PROVIDED MATERIAL -
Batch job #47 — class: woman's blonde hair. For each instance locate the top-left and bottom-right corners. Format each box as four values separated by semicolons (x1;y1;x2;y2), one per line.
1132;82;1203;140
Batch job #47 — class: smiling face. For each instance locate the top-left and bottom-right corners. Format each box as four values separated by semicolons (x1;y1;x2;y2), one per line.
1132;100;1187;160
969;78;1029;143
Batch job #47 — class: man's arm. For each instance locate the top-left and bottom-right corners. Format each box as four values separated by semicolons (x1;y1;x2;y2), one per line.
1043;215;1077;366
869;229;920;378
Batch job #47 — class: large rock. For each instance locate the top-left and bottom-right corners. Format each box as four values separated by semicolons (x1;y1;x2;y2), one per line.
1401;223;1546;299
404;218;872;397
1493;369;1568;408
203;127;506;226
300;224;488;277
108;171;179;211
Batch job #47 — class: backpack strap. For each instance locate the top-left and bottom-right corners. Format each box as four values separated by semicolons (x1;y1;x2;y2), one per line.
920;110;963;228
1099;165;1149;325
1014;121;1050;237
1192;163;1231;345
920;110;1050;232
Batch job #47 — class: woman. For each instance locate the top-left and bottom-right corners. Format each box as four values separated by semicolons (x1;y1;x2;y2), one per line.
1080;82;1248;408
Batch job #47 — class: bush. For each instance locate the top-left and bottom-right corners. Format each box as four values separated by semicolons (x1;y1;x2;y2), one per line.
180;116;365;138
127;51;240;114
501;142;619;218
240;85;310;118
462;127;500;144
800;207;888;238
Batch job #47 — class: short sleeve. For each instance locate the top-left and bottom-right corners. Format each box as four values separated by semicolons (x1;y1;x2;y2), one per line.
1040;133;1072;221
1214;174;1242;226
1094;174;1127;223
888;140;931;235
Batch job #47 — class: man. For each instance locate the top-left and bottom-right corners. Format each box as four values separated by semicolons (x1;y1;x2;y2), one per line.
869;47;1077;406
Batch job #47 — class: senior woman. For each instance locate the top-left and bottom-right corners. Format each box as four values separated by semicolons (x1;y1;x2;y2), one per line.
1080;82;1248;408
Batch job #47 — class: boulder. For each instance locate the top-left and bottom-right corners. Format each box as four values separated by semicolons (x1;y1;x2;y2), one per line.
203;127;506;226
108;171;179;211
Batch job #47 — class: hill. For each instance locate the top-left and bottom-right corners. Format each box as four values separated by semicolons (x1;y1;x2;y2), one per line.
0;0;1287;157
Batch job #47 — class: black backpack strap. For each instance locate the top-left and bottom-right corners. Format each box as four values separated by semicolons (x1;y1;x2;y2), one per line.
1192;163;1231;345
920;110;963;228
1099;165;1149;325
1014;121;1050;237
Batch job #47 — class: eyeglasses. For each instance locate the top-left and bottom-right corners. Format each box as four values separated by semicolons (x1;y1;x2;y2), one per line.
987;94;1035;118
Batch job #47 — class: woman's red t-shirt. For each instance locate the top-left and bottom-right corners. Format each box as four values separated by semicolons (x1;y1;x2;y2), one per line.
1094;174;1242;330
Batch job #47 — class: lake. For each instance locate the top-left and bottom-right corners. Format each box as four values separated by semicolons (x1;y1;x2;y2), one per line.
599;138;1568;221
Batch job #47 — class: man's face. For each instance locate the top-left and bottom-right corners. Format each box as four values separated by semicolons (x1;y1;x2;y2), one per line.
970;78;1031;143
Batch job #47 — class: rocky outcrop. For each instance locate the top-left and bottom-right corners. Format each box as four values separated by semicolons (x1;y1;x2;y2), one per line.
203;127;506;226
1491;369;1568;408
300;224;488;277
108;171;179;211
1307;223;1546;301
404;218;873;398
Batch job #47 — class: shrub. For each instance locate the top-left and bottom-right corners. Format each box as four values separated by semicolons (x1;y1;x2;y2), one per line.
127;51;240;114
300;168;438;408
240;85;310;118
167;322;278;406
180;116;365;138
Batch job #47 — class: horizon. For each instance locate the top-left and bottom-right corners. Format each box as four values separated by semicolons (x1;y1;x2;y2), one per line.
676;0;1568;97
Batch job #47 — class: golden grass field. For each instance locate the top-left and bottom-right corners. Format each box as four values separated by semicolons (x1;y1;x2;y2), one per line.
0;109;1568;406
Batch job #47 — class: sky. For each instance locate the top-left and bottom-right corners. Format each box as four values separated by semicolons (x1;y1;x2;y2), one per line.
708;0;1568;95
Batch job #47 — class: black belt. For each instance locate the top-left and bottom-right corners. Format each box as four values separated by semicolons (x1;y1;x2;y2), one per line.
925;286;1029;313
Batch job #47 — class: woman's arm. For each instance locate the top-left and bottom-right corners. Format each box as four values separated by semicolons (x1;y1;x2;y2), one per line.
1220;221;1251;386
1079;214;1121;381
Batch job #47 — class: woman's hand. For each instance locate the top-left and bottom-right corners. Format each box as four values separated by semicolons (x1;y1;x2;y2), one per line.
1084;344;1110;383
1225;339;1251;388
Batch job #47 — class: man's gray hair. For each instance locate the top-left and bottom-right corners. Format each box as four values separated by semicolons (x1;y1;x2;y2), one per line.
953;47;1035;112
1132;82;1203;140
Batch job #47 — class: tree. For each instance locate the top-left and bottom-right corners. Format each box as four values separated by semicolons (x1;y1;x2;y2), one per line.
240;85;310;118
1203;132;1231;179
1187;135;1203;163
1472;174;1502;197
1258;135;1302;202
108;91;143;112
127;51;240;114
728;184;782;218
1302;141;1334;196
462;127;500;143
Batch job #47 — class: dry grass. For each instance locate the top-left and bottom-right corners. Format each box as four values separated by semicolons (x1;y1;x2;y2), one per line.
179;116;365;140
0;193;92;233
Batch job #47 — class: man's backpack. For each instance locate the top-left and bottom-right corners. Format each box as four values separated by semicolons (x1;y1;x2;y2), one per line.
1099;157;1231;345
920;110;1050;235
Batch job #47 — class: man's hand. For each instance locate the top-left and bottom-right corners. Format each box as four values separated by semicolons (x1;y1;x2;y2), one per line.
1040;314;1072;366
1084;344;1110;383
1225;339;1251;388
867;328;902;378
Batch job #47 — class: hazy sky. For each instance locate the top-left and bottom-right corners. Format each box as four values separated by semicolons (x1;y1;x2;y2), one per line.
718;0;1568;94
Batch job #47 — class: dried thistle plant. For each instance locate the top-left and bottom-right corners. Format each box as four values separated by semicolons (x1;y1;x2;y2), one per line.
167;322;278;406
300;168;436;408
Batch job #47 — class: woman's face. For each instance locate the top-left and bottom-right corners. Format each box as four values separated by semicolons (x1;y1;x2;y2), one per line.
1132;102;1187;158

GIVEN INSTRUCTION - Copy every row above word for word, keeping them in the same order.

EXERCISE RESULT -
Batch job #47 — class: woman's blonde hair. For each instance locate the top-left and bottom-right corners. Format each box as four values separated by semicolons (x1;y1;x2;y2), one per line.
1132;82;1203;140
Batch job #47 — class: smiling face. For each instance locate the top-left and bottom-right corners. Format each box as four values separated by semicolons (x1;y1;x2;y2), one per line.
1132;100;1187;160
969;78;1029;143
Batch job #47 — class: man's arm. For each instance locate the top-left and bottom-right corners. Format each box as four values separated by semicolons (x1;y1;x2;y2), one per line.
1043;215;1077;366
869;229;920;378
Batch job #47 — class: large rock. For each instance locate the top-left and bottom-right corners. Format each box as four values separated by semicolons (x1;y1;x2;y2), one per line.
1401;223;1546;299
404;218;872;397
1493;369;1568;408
203;127;506;226
300;224;488;277
108;171;179;211
Batch job #47 — class: backpack strap. For each instance locate the top-left and bottom-right corners. Format each box as four values separated by semicolons (x1;y1;x2;y2), one per line.
920;110;963;228
1099;165;1149;325
1014;121;1050;237
1192;163;1231;345
920;110;1050;232
Batch job #47 — class: woman. For each instance locate the top-left and bottom-right corners. Format each box as four values separated by semicolons (x1;y1;x2;y2), one per line.
1080;82;1248;408
Batch job #47 — class: bush. For each instance locate the top-left and bottom-right corners. Format each box as four values separated by semicolons (x1;y1;x2;y2), one per line.
180;116;365;138
127;51;240;114
501;142;619;218
240;85;310;118
462;127;500;144
800;207;888;238
Batch job #47 — class: short sleeve. For each instance locate the top-left and bottom-right corners. Format each box as four values separated by semicolons (x1;y1;x2;y2), one per line.
1040;133;1072;221
1214;174;1242;226
1094;174;1127;223
888;140;931;235
Batch job #47 — class: man. For each instance locate the top-left and bottom-right corners. Format each box as four values separated by semicolons (x1;y1;x2;y2), one per line.
869;47;1077;406
Batch job #47 — class: senior woman. For each instance locate the top-left and bottom-right corners. Format each box as four values separated by semicolons (x1;y1;x2;y2), one per line.
1080;82;1248;408
Batch job #47 — class: boulder. For each instance locate the top-left and bottom-right corners. Format each box as four values separated by semicolons (x1;y1;x2;y2), one per line.
203;127;506;226
108;171;179;211
Batch job #47 — class: hill. For each instance locate the top-left and bottom-right corners. Format each box as four values separated by semicolons (x1;y1;x2;y2), one per line.
0;0;1287;157
Batch job #47 — class: black backpack strap. For each instance locate the top-left and bottom-right corners. Format each box as four values separated by semicolons (x1;y1;x2;y2), one per line.
1192;163;1231;345
920;110;963;228
1099;165;1149;325
1014;121;1050;237
Batch job #47 — class: eyeglasses. For each instance locate the top-left and bottom-right corners. Format each box as four values separated by semicolons (x1;y1;x2;y2), one per line.
987;94;1035;118
Batch job #47 — class: woman's red t-shirt. For each instance locate the top-left and bottom-right corners. Format each box as four values separated by semicolons (x1;y1;x2;y2), one per line.
1094;174;1242;330
Batch job #47 — class: lake. For each instance locate the top-left and bottom-right corners. Format each box as four values separated by semicolons (x1;y1;x2;y2), one per line.
599;138;1568;221
Batch job #47 — class: man's face. For each instance locate the top-left and bottom-right corners. Format each box as four values separated by semicolons (x1;y1;x2;y2), one per line.
970;78;1031;143
Batch job #47 — class: rocky outcrop. For each instance locate the top-left and bottom-right corners. Format each box as four values separated by semicolons (x1;y1;x2;y2), one per line.
203;127;506;226
1491;369;1568;408
300;224;488;277
108;171;179;211
1307;223;1546;301
404;218;873;398
Batch job #47 — class: shrub. For each instance locate the top-left and bottom-right corners. Format each box as four values separated by semicolons (x1;y1;x2;y2), one per line.
127;51;240;114
300;168;438;408
240;85;310;118
167;322;278;406
180;116;365;138
Batch job #47 — class: horizon. For each instance locate the top-left and bottom-right corners. Format each box as four values separated by semicolons (x1;y1;x2;y2), one per line.
676;0;1568;97
Batch job #47 — class: golden grass field. For each instance locate the top-left and bottom-right corners. Format each box as four values separated by semicolons (x1;y1;x2;y2), one per line.
0;109;1568;406
Batch job #47 — class: sky. For each instance locate the top-left and bottom-right corners. Format each box as four values separated by semicolons (x1;y1;x2;y2), one per line.
708;0;1568;95
Batch job #47 — class: black belt. For each instance locate the top-left and bottom-right corners. Format each box as four values separated by semicolons (x1;y1;x2;y2), one per line.
925;286;1029;313
Batch job #47 — class: woman's arm. For each instance locate the top-left and bottom-right corners. Format each box as four values separated by semicolons (x1;y1;x2;y2), one per line.
1220;221;1251;386
1079;214;1121;381
Batch job #47 — class: woman's hand. For each instance locate the top-left and bottom-right corners. Format each box as four values separated by semicolons (x1;y1;x2;y2), one per line.
1084;344;1110;383
1225;339;1251;388
Batch job #47 — class: man's gray hair. For each instance locate the top-left and bottom-right corners. Format each box as four values separated by semicolons (x1;y1;x2;y2), one per line.
953;47;1035;112
1132;82;1203;140
Batch job #47 — class: tree. For each instance locate the top-left and bottom-right corners. Format each box as four values separated by semicolons (x1;y1;x2;y2), one per line.
240;85;310;118
1203;132;1231;179
1187;135;1203;163
1472;174;1502;197
1258;135;1302;202
108;91;143;112
127;51;240;114
728;184;782;218
1302;141;1334;196
462;127;500;143
Batch job #47 — class: dry grass. For each instance locate the top-left and bottom-right corners. Format each box as four values separated by semicolons (x1;y1;x2;y2), one per line.
179;116;365;140
0;193;92;233
Batch job #47 — class: man's backpack. For each instance locate the top-left and bottom-right corners. Format each box as four values separated by semicolons (x1;y1;x2;y2), one per line.
1099;157;1231;345
920;110;1050;235
Batch job #47 — class: man's hand. For each instance locate the top-left and bottom-right corners. Format each box as four values separated by semicolons (x1;y1;x2;y2), one per line.
1040;314;1072;366
1084;344;1110;383
1225;339;1251;388
867;328;902;378
Batch job #47 — class: hazy sky. For each instance locate the top-left and bottom-right corners. Format each box as four values separated by semicolons (x1;y1;x2;y2), one per line.
718;0;1568;94
Batch job #47 — class: dried thistle plant. For each instance locate the top-left and bottom-right corners. Format each box as four values separated by semicolons (x1;y1;x2;y2), one per line.
167;322;278;406
300;168;436;408
Batch job #47 — class: woman's face. For each instance locate the top-left and bottom-right corners. Format each box as four values separated by semicolons (x1;y1;x2;y2), one per line.
1132;102;1187;158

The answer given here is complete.